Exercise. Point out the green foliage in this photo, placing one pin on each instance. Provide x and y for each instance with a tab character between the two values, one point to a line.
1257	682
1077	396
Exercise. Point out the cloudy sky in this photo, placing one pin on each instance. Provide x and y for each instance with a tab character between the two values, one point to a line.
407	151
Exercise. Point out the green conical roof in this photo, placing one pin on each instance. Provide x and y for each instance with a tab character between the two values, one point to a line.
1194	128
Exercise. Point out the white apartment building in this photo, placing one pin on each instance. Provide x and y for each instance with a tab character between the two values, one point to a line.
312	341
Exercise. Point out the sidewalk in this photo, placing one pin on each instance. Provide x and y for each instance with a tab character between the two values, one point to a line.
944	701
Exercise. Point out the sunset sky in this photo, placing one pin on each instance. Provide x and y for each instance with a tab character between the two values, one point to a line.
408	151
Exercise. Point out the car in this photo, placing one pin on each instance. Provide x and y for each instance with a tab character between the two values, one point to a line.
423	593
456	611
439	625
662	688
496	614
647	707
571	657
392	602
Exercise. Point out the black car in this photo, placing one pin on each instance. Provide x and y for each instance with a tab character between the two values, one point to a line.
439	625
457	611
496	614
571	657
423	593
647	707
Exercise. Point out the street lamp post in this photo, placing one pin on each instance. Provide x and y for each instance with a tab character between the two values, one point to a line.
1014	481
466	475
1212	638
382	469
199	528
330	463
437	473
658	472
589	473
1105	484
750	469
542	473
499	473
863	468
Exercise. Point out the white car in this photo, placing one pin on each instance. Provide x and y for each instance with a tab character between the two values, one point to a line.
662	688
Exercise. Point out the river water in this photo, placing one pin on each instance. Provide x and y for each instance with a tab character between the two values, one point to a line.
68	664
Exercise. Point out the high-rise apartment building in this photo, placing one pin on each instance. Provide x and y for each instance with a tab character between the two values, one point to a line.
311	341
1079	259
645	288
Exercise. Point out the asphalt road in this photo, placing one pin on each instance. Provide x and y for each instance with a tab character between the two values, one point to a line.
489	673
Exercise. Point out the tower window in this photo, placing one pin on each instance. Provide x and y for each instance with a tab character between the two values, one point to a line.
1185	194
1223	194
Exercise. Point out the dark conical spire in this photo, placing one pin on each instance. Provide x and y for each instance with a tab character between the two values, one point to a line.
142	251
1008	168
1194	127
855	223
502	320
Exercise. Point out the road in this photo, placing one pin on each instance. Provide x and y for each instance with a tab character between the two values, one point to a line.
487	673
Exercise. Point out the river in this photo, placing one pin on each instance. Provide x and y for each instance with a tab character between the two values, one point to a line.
= = = = =
* **Set problem**:
Rewrite all of the records above, replacing every "pin" with "marker" and keeping everything else the same.

* **Written answer**:
Exercise. Point out the green foliage in this photo, placing one marker on each instance. Provide x and y for each instance with a tab character between the two values, one point to a line.
1257	682
1077	396
Exercise. Point out the cloudy sky in this photo, placing one marker on each instance. Provide x and y for each instance with a tab character between the two values, one point to a line.
407	151
Exercise. Point out the green conical roof in this photo, placing one marker on each instance. Provide x and y for each instance with a tab character between the two values, one point to a line.
1194	128
Exercise. Point out the white apartment building in this photo, placing one marker on each instance. Provide x and y for each instance with a tab character between the two values, one point to a line.
312	341
Exercise. Point out the sidewalk in this photo, placing one marker on each instance. Provide x and y for each instance with a tab character between the two values, one point to a line.
944	701
Exercise. Point out the sunset sky in this photo, placing one marker on each instance. Provide x and y for each instance with a tab character between the two values, one point to a line.
408	151
Exercise. Point out the car in this photo, placing one marker on each instance. Provide x and y for each instance with a tab character between the two values, one point to a line.
423	593
456	611
439	625
662	688
496	614
647	707
571	657
392	602
Exercise. Point out the black car in this photo, placing one marker on each instance. Provide x and y for each instance with a tab character between the two values, one point to a line.
439	625
457	611
496	614
571	657
423	593
647	707
Exercise. Point out the street lamp post in this photo, placing one marker on each instance. Provide x and y for each instance with a tab character between the two values, one point to a line.
1014	481
466	475
1212	638
382	469
199	528
330	463
437	473
658	472
589	473
1105	484
750	469
542	473
499	473
863	468
Exercise. Point out the white car in this photo, placing one marker on each instance. Provide x and y for each instance with a tab character between the two values, one point to a line.
662	688
Exercise. Point out the river water in this photo, placing one marker on each instance. Provide x and y for each instance with a tab character between the two values, one point to a line.
68	664
Exercise. Point out the high-rise apartment building in this photo, placing one marker on each instance. Provide x and y for each instance with a tab character between the two values, one point to a line.
311	341
1079	259
645	288
Exercise. Point out the asphalt road in this photo, placing one marker on each instance. Provide x and y for each instance with a tab character between the two values, one point to a line.
489	673
Exercise. Point out the tower window in this photo, placing one marker on each instance. Provide x and y for each instance with a tab character between the two values, one point to a line.
1185	194
1223	194
Exercise. Point out the dark conical spire in this photo, placing one marker on each instance. Provide x and y for each instance with a tab character between the two values, one point to a line.
142	251
1008	168
1194	127
855	223
502	320
Exercise. Point out the road in this photo, placing one marker on each instance. Provide x and y for each instance with a tab character between the two values, one point to a line.
487	673
Exercise. Point out the river in this photo, placing one marker on each instance. Provide x and y for each instance with a tab character between the two values, one point to a line.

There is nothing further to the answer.